— start of Selected text —

Governance is a system and processes of making decisions, exercise by country leaders or
organizations. Governance influences how an organization’s objective is set and achieved, how risk is
monitored and addressed, and how performance is optimized.

2. Explain whether the following statement is true or false. “Governance is exercised only by
the government of a country”.
The statement is false. Governance can be exercise by both government and organization.
Governance can be used in corporate, international, national, and local governance because these
entities can also make decisions and implement it through their power or authority.

3. Explain how governance can be used in the following contexts and give appropriate
examples:

a. National Governance – Focuses on the pursuit of sociopolitical and socioeconomic order of a


country in order to do these a good governance is required to maintains internal and external security
and stability. Through good governance national government are able to established national laws and
enforce them, an example is formulation of environmental laws and its implementation.

b. Local Governance – Through local governance local leader and authority can initiate a
community’s economic planning efforts to build on their official community plan and economic
development strategy.

c. Corporate Governance - Governance is a key to create a system of rules and practices that
determines how a company operates and how t it aligns the interest of all its stakeholders. An
example is when formulating strategic planning, decision making and managing risk.

d. International Governance - It is the global level of governance where a movement towards


political cooperation among transnational actors, aimed at negotiating responses to problems that
affects more than one state or region.

— end of Selected text —
— start of Given data —

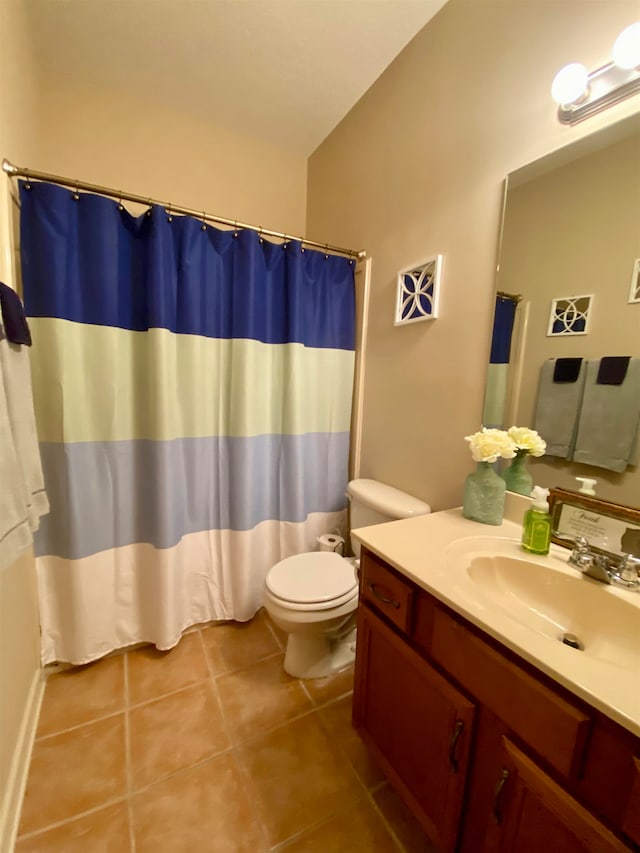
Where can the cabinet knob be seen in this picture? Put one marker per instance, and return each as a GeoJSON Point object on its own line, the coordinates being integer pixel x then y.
{"type": "Point", "coordinates": [453, 744]}
{"type": "Point", "coordinates": [497, 797]}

— end of Given data —

> [Problem to solve]: Can you rewrite the governance text from "c. Corporate Governance" to "and managing risk.", replacing "company" with "business"?

> [The answer]:
c. Corporate Governance - Governance is a key to create a system of rules and practices that
determines how a business operates and how t it aligns the interest of all its stakeholders. An
example is when formulating strategic planning, decision making and managing risk.